- _ACTIVITY_: In the listing below, find the line holding "Target: wrinkled hand" and the line holding "Target: blue checkered apron". Write out those two lines and all lines between, exactly, and nothing more.

- _DATA PROVIDED_:
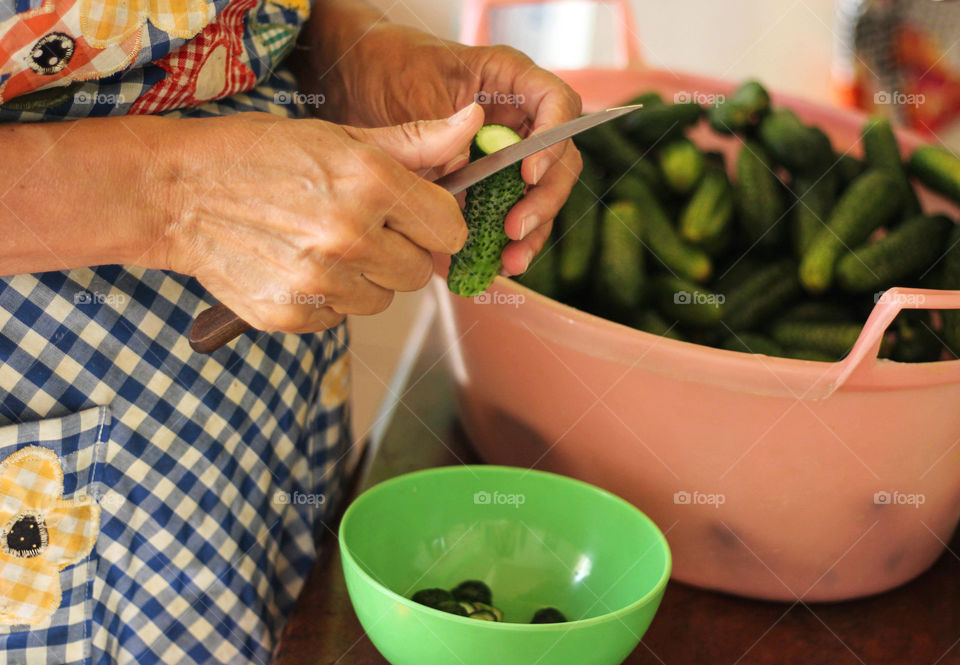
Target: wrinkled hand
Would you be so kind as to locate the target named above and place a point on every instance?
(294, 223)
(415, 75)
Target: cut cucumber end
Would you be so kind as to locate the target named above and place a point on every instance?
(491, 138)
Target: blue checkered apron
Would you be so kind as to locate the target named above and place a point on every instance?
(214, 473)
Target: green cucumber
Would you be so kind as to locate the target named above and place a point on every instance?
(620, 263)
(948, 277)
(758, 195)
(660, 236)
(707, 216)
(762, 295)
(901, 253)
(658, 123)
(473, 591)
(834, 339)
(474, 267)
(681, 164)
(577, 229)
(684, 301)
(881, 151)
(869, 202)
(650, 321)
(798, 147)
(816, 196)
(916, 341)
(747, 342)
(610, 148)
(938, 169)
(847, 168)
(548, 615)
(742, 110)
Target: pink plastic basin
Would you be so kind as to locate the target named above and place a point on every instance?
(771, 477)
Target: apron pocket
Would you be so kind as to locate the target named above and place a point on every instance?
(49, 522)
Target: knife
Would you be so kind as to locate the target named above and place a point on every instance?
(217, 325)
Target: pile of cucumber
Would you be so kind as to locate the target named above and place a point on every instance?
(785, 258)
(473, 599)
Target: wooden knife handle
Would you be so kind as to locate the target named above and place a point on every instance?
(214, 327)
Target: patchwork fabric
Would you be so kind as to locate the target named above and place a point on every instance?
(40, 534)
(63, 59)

==

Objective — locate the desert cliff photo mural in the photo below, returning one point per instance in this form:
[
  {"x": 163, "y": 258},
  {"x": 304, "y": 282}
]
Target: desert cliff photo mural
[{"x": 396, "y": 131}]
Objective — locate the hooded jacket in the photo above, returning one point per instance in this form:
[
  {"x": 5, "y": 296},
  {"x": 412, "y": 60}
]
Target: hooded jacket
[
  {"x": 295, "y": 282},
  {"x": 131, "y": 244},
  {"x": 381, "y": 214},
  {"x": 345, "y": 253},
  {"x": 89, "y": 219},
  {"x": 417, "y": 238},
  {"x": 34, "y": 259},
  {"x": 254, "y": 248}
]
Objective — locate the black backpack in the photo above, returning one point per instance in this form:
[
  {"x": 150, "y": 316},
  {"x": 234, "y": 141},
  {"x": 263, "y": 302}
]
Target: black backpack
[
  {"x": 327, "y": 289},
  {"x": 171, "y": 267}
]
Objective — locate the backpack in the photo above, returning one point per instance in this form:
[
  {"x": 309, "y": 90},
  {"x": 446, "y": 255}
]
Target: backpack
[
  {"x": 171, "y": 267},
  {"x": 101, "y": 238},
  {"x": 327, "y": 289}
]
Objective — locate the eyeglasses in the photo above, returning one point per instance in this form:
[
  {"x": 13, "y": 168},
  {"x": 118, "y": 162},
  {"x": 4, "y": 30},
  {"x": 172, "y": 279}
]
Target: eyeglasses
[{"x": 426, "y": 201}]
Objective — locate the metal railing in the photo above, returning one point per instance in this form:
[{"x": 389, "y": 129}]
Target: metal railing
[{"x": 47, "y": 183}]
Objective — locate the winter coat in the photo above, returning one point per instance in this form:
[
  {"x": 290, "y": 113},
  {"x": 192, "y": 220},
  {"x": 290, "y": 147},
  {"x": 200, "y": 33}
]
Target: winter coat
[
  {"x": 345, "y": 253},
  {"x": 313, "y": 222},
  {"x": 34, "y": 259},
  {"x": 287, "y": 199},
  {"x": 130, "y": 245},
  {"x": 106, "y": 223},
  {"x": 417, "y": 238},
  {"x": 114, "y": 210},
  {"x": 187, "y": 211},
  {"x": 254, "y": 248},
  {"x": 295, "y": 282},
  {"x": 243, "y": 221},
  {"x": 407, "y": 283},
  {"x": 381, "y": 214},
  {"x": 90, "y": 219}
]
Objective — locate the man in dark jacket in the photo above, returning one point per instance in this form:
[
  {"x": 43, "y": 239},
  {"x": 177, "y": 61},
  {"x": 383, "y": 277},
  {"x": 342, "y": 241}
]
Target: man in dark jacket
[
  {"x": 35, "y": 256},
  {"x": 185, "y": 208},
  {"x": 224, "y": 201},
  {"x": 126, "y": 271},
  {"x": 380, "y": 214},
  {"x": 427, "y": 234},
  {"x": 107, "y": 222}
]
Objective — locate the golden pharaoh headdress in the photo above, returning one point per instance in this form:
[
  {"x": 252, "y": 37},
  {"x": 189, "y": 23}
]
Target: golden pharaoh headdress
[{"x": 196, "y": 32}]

---

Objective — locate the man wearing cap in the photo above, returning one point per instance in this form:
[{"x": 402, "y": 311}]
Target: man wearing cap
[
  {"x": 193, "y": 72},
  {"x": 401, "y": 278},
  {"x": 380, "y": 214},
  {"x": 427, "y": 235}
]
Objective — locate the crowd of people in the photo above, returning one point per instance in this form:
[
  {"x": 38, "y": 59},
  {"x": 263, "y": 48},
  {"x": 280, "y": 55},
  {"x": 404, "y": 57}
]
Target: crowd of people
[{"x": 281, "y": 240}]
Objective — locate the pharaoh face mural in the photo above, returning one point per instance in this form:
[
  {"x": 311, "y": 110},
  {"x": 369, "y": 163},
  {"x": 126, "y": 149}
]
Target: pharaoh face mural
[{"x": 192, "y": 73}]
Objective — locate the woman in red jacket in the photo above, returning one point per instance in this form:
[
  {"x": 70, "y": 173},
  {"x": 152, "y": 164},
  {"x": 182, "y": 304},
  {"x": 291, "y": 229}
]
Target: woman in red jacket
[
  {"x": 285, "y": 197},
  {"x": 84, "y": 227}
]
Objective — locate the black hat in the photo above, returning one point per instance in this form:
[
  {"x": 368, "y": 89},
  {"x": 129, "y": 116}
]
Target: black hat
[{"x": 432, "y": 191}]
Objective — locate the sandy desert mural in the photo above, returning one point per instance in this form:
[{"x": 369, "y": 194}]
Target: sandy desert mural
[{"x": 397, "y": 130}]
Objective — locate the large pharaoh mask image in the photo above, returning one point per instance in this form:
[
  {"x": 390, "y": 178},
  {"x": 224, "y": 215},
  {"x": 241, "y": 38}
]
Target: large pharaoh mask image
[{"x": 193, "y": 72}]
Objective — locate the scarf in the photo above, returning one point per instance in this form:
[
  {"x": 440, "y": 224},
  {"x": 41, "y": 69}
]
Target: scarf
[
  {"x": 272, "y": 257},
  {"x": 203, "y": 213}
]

- _WORKED SOLUTION_:
Target: wrinkled hand
Would you be so kind as to locate the target named above and place a point on every instance?
(294, 223)
(415, 75)
Target: cut cucumber end
Would you be so kind as to locate the target named above and place a point on every instance?
(491, 138)
Target: blue checkered apron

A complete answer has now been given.